WHAT THIS EXERCISE ASKS:
a: Answer these questions from the episode recap of The Leftovers, one line per answer, marked (i), (ii) and (iii).
(i) Which outfit does Kevin pick from the hotel wardrobe?
(ii) What piece of music serves as the episode's recurring musical motif?
(iii) What job is Virgil doing at the hotel?
b: The episode recap of The Leftovers lists the clothing options that Kevin's hotel wardrobe offers him. Name every one.
c: Write the next part of the episode recap of The Leftovers, starting after its final sentence.

## begin DOCUMENT EXTRACT

Justin Theroux has a unique gift: When Kevin Garvey is completely clueless about what is real or imagined, the actor can transform his face into one of boyish befuddlement, as if his brain is about 12 seconds slower than his eyes. It's a look of WTF-edness that pops up in almost every episode of The Leftovers, but in "International Assassin," he aims it right into the camera as Kevin stares at himself in the hotel bathroom mirror.

It may as well be our faces now. Because The Leftovers just got real.

Yes, 140 million people inexplicably disappeared in an instant on Oct. 14. Yes, Kevin's been haunted by Patti Levin, the sneering leader of the Guilty Remnant cult who died in his arms. And yes, we've encountered our fair share of dog killers, renegade deer, and false(?) prophets over two seasons. The Leftovers has taken great care (and delight) to perpetuate enormous ambiguities about the show's reality, but when Kevin spilled out of the bathtub like a newborn one week after he imbibed lethal poison and his supposed spirit-guide, Virgil, blew out the back of his brain with a bullet, the show pulled us to the other side.

"Know who you are, and then adorn yourself accordingly."

That's from the Greek philosopher Epictetus, and after Kevin's rebirth, his hotel wardrobe offers him four options: a rabbinical or clerical vest of some sort, a white GR uniform, a stylish suit, or his Mapleton PD jacket. He opts for the sleek James Bond number, and wearing it seems to determine his path: A hotel employee almost immediately knocks to deliver flowers to a Mr. Harvey, and before Kevin can tip him with the stash of Euros he digs out of his pocket, the bellhop pulls a knife and attacks.

Suddenly, it's a Bourne film, and the two men bounce each other off the walls until Kevin slams the man's head into the bathroom counter and renders him dead. But this isn't the "most powerful adversary" Kevin was sent to confront.

Cue Verdi's "Chorus of the Hebrew Slaves" from Nabucco, the episode's recurring musical motif. With the fire alarm going off, Kevin slips down to the hotel lobby in order to learn who sent him the flowers. There's fireman (the Jarden FD?) and a tweety bird loose (Erika's miracle birds?), so if this isn't Kevin's subconscious' stew, it's The Leftovers'. And there's Virgil, no hole in his head, working as the concierge. Thematically, it almost resembles the season 6 episode of The Sopranos, "Join the Club," where Tony coma-dreams he's a traveling salesman at some purgatory resort while he drifts in between life and death after he was shot by Uncle Junior.

Virgil wasn't bluffing, though. He's Kevin's guide through this hell (See: Dante's Inferno), and though he pretends not to know Kevin in order to keep up appearances, he arranges a secret meeting in the garage. Kevin gets there late, presumably, since he takes a detour to save a girl from drowning in the pool. The girl's father isn't very grateful.

## end DOCUMENT EXTRACT
## begin INFORMATION PROVIDED

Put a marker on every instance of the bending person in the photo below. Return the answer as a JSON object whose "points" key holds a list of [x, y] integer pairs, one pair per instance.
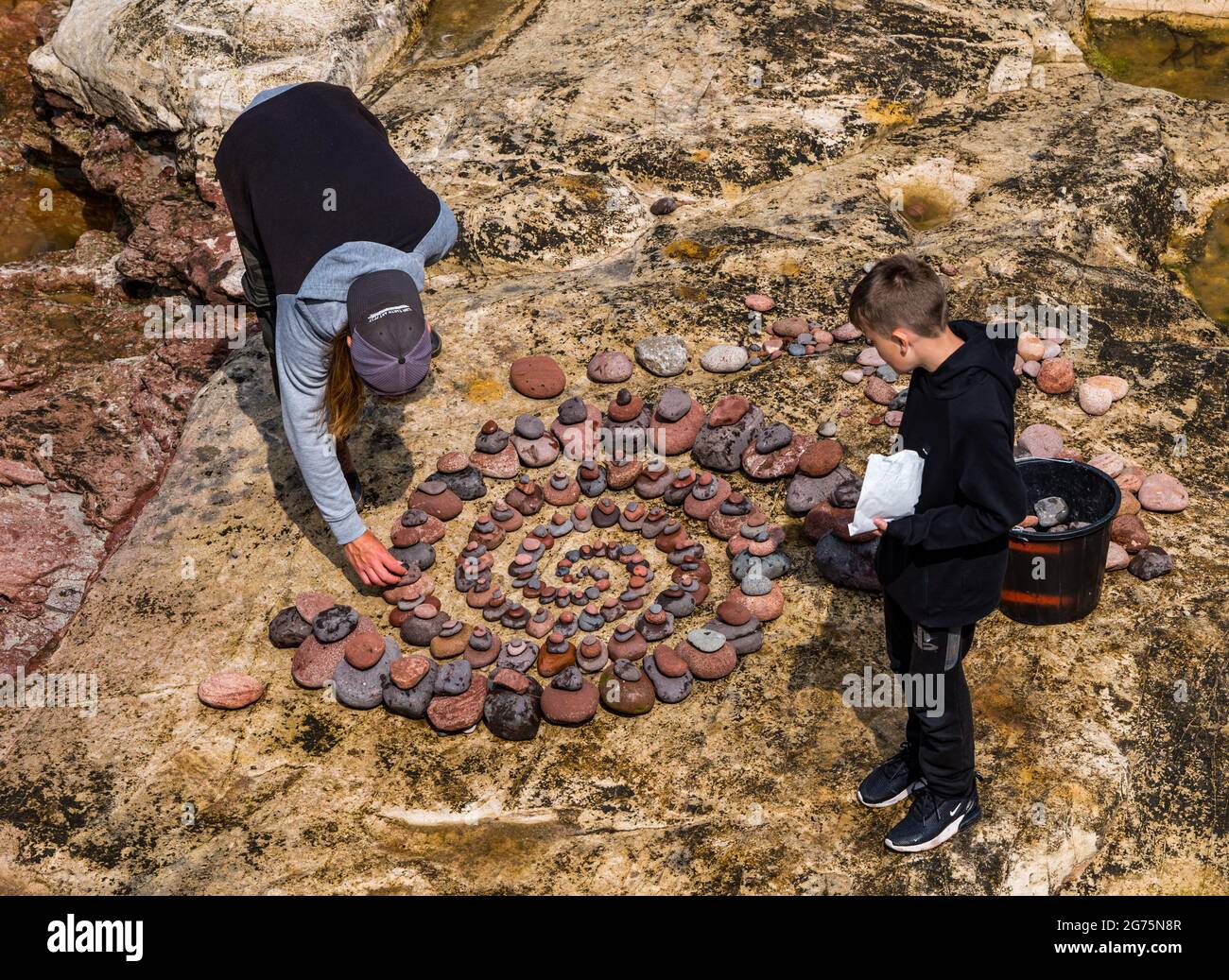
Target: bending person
{"points": [[336, 232]]}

## end INFORMATION PROVIDED

OUTPUTS IN ORDER:
a:
(i) The stylish suit, described as the sleek James Bond number.
(ii) Verdi's "Chorus of the Hebrew Slaves" from Nabucco.
(iii) He is working as the concierge.

b:
- A rabbinical or clerical vest of some sort
- A white GR uniform
- A stylish suit
- His Mapleton PD jacket

c:
In the garage, Virgil is more forthright: Patti is the target, quite literally. She's running for president and Kevin, International Man of Mystery that he is, has been promised a meet-and-greet for his generous campaign contribution. During the meeting, he's to excuse himself to go to the bathroom, find the gun that's been hidden for him in the toilet, and assassinate her. "Like The Godfather?" Kevin asks. Exactly.

But Patti is not some simple soldier, like Sollozzo or the crooked McCluskey. She's more Barzini, bound to play tricks on Kevin. "You've got to stop thinking in such straight lines," Virgil counsels. "She thinks in spirals and helixes and zigzags and circles."

Also, don't drink the water.

NEXT: Another guest joins the hotel

A pair of white SUVs roll into the garage, and a team of white-clothed smokers tumble out. It's the GR… and is that Gladys, the late member who sacrificed herself and her skull for Patti's Mapleton scheming?

Kevin returns to his hotel room and changes into the fresh suit that he never ordered from dry-cleaning—stepping over the untouched corpse of his would-be assassin. His TV flashes with static for a second time, and this time he can almost make out the image of a fire and the profane shouts of his father.

The fire alarm begins to shriek again, but Kevin's hotel-room neighbors, the girl who almost drowned and her ornery father, are unconcerned, convinced it's another false alarm. Outside, Kevin sees another bellhop with gift balloons, which he assumes are for him. But they're actually for Mary Jamison, who's recovered from her vegetative state.

Before Kevin can approach her, however, he's thrust back into Bourneworld when a white-tuxedoed agent puts a gun to his head and pulls him into an elevator after a struggle. He's handcuffed, pummeled, strapped to a lie-detector machine run by Senator Levin's No. 2, Gladys, and tortured with eyeball blasts of Windex when he answers incorrectly. Don't worry, it's all part of the vetting process, she says. "We just have to make sure you belong here."

He convinces her only when he gives the GR's rote response for why he smokes: to remember that the world ended. She offers him a drink of water, and though the lie detector reveals he's thirsty, he declines a sip.

Recovering from his rude reception in his room, his TV goes all Poltergeist again, and this time, his father comes through. Live from an identical hotel room in Perth, Australia, the Chief is sky-high on some hallucinogenic called God's Tongue, but he's got important news. He sent Kevin the flowers, and the Get Well Soon card (with a coin being tossed into a well) was a slightly discombobulated version of the true message: Get to the Well. "You've got to take her to the well!"

(Aside: I would really like to invite Scott Glenn to Burning Man or my office holiday party.)

Kevin is quickly summoned to meet Patti, and note the flimsy white clothes of the Mapleton GR have been upgraded to a more regal quality deserving of a pontiff or some master-race lunar colony. "Make like Jesus," says one of the bodyguards. In other words, arms out so he can search Kevin. But also, you know, rise on the third day, I guess?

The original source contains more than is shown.